- Instructions for the task
Exact reproduction is required for all entries.

-- START Information shown --

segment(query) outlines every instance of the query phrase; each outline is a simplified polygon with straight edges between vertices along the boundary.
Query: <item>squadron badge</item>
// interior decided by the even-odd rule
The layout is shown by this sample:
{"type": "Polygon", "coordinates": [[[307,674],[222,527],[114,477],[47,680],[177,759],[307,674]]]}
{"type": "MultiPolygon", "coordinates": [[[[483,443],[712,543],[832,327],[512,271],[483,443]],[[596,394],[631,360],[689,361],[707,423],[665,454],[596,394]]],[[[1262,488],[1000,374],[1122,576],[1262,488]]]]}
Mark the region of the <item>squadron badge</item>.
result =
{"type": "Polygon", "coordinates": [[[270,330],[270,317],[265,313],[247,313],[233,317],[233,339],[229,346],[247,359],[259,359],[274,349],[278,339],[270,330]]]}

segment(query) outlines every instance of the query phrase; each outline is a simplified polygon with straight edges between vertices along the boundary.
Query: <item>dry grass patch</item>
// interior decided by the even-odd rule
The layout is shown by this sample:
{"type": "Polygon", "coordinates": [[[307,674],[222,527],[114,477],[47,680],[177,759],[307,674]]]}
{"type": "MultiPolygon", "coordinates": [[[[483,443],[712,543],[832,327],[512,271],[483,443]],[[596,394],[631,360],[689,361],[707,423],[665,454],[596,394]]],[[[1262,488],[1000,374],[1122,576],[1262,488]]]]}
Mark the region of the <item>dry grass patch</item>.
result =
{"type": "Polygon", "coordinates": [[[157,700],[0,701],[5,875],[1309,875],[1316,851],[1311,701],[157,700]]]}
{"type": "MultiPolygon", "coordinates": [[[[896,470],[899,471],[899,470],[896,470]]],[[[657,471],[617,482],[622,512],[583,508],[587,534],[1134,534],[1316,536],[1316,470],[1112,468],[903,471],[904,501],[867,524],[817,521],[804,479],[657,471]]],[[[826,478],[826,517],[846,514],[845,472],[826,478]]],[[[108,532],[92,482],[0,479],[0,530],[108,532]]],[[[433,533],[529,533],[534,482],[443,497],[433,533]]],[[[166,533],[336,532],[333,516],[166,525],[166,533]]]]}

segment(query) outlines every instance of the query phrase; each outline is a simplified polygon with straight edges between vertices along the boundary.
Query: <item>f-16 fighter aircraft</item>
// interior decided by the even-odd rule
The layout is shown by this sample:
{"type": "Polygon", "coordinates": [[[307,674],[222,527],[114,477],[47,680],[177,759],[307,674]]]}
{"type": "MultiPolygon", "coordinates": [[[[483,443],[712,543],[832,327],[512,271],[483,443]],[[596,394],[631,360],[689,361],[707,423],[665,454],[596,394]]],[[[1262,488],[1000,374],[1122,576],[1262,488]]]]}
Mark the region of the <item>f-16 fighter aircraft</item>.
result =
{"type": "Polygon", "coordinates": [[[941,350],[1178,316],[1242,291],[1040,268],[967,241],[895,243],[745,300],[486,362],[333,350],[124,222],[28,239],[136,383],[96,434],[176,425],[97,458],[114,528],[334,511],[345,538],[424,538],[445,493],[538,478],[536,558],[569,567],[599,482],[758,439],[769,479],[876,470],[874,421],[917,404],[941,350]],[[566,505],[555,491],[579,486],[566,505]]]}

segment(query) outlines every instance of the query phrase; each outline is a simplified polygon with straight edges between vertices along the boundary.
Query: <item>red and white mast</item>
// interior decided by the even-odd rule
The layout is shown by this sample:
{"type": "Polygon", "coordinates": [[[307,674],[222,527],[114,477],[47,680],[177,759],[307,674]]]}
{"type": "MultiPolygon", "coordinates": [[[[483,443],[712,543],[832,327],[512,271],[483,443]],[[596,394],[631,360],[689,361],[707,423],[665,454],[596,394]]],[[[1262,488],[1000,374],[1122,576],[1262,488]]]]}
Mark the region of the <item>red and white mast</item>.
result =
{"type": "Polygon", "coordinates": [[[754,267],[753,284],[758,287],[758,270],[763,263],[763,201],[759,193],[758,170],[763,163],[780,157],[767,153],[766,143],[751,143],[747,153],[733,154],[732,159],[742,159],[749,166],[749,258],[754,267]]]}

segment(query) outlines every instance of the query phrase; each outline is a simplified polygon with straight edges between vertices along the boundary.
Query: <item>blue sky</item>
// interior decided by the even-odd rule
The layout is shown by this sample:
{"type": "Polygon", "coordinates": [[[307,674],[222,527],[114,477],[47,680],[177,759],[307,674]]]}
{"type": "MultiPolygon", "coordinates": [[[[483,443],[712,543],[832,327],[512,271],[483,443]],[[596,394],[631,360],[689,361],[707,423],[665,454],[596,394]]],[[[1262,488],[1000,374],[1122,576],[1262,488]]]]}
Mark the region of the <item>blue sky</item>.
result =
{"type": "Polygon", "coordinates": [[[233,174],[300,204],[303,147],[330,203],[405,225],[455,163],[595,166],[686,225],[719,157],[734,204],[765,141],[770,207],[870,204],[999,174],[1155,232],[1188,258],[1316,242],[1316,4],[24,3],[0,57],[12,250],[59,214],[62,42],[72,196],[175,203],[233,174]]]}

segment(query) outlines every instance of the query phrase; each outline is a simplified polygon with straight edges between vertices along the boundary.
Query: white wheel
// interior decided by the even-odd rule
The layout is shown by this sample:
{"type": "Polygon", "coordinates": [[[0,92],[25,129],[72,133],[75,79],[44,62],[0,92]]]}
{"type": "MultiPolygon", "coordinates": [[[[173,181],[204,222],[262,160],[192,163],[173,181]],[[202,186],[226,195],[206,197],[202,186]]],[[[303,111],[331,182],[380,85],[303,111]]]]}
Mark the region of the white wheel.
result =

-- END Information shown --

- Problem solution
segment(query) outlines every instance of the query phrase; each outline is a simplified polygon with straight edges between vertices along the boundary.
Query: <item>squadron badge</item>
// interior decided by the even-odd rule
The layout is shown by this sample:
{"type": "Polygon", "coordinates": [[[307,674],[222,527],[114,477],[47,680],[177,759],[307,674]]]}
{"type": "MultiPolygon", "coordinates": [[[[483,443],[712,543],[832,327],[512,271],[483,443]],[[596,394],[631,360],[689,361],[707,423],[665,454],[596,394]]],[[[1262,488],[1000,374],[1122,576],[1262,488]]]]}
Mark the region of the <item>squadron badge</item>.
result =
{"type": "Polygon", "coordinates": [[[270,330],[270,317],[265,313],[247,313],[233,317],[233,339],[229,346],[247,359],[259,359],[274,349],[278,339],[270,330]]]}

segment(query) outlines every instance of the query phrase; each outline is a simplified polygon with straight edges between vertices along the boundary.
Query: <item>dry grass patch</item>
// interior decided by the even-odd rule
The layout is shown by this sample:
{"type": "Polygon", "coordinates": [[[307,674],[222,527],[114,477],[47,680],[177,759],[307,674]]]}
{"type": "MultiPolygon", "coordinates": [[[[483,443],[712,543],[832,327],[512,271],[483,443]],[[596,394],[631,360],[689,361],[707,423],[665,454],[596,394]]],[[[1262,488],[1000,374],[1122,576],[1262,488]]]]}
Mark the region of the <item>dry grass patch</item>.
result =
{"type": "Polygon", "coordinates": [[[157,700],[0,701],[5,875],[1309,875],[1316,851],[1311,701],[157,700]]]}
{"type": "MultiPolygon", "coordinates": [[[[896,470],[899,471],[899,470],[896,470]]],[[[657,471],[617,482],[622,512],[583,508],[587,534],[1134,534],[1316,536],[1316,470],[1112,468],[903,471],[904,501],[867,524],[817,521],[804,479],[657,471]]],[[[826,478],[826,517],[846,514],[845,472],[826,478]]],[[[108,532],[92,482],[0,479],[0,530],[108,532]]],[[[433,533],[529,533],[534,482],[443,497],[433,533]]],[[[166,533],[336,532],[333,516],[166,525],[166,533]]]]}

segment(query) outlines every instance of the query phrase; each outline is a simplified polygon with straight edges between vertices along the boundary.
Query: <item>f-16 fighter aircraft</item>
// interior decided by the even-odd rule
The layout is shown by this sample:
{"type": "Polygon", "coordinates": [[[307,674],[222,527],[114,477],[47,680],[177,759],[307,674]]]}
{"type": "MultiPolygon", "coordinates": [[[[483,443],[712,543],[832,327],[512,271],[483,443]],[[596,394],[631,360],[689,361],[707,423],[665,454],[596,394]]],[[[1262,488],[1000,374],[1122,576],[1262,488]]]]}
Mark the region of the <item>f-16 fighter aircraft</item>.
result =
{"type": "Polygon", "coordinates": [[[941,350],[1178,316],[1242,291],[1040,268],[967,241],[895,243],[745,300],[486,362],[333,350],[124,222],[28,239],[136,383],[96,434],[176,425],[97,458],[114,528],[334,511],[345,538],[424,538],[445,493],[538,478],[536,558],[569,567],[599,482],[758,439],[769,479],[876,470],[874,421],[917,404],[941,350]],[[566,505],[555,491],[579,486],[566,505]]]}

segment(query) outlines every instance of the query phrase; each outline is a simplified polygon with straight edges between vertices along the boundary.
Query: <item>red and white mast</item>
// interior decided by the even-odd rule
The layout is shown by this sample:
{"type": "Polygon", "coordinates": [[[307,674],[222,527],[114,477],[47,680],[177,759],[307,674]]]}
{"type": "MultiPolygon", "coordinates": [[[[483,443],[712,543],[832,327],[512,271],[483,443]],[[596,394],[631,360],[689,361],[707,423],[665,454],[596,394]]],[[[1262,488],[1000,374],[1122,576],[1262,488]]]]}
Mark the region of the <item>red and white mast</item>.
result =
{"type": "Polygon", "coordinates": [[[754,267],[753,284],[758,287],[758,270],[763,263],[763,201],[759,193],[758,170],[763,163],[780,157],[767,153],[766,143],[751,143],[747,153],[733,154],[732,159],[742,159],[749,166],[749,258],[754,267]]]}

segment(query) outlines every instance of the query phrase; each outline is a simplified polygon with straight edges between vertices along the boundary.
Query: <item>blue sky</item>
// interior decided by the even-odd rule
The layout is shown by this sample:
{"type": "Polygon", "coordinates": [[[307,674],[222,527],[114,477],[47,680],[177,759],[307,674]]]}
{"type": "MultiPolygon", "coordinates": [[[[483,443],[712,543],[832,327],[512,271],[483,443]],[[596,394],[631,360],[689,361],[707,423],[665,454],[596,394]]],[[[1262,488],[1000,374],[1122,576],[1262,488]]]]}
Mark the region of the <item>blue sky</item>.
result =
{"type": "Polygon", "coordinates": [[[233,174],[300,204],[303,147],[330,203],[405,225],[455,163],[595,166],[686,225],[719,157],[734,204],[765,141],[770,207],[870,204],[999,174],[1155,232],[1188,258],[1316,242],[1316,4],[24,3],[0,57],[12,250],[59,214],[62,42],[72,196],[175,203],[233,174]]]}

segment(query) outlines every instance of the query phrase; each outline is a simplified polygon with straight edges between vertices along the boundary.
Query: white wheel
// interior decided by the even-odd rule
The layout is shown by this sample:
{"type": "Polygon", "coordinates": [[[0,92],[25,129],[72,133],[75,79],[44,62],[0,92]]]}
{"type": "MultiPolygon", "coordinates": [[[[173,181],[204,222],[262,160],[192,163],[173,181]],[[202,186],[226,195],[206,197],[202,186]]],[[[303,111],[331,182],[380,85],[303,111]]]]}
Mark the region of the white wheel.
result =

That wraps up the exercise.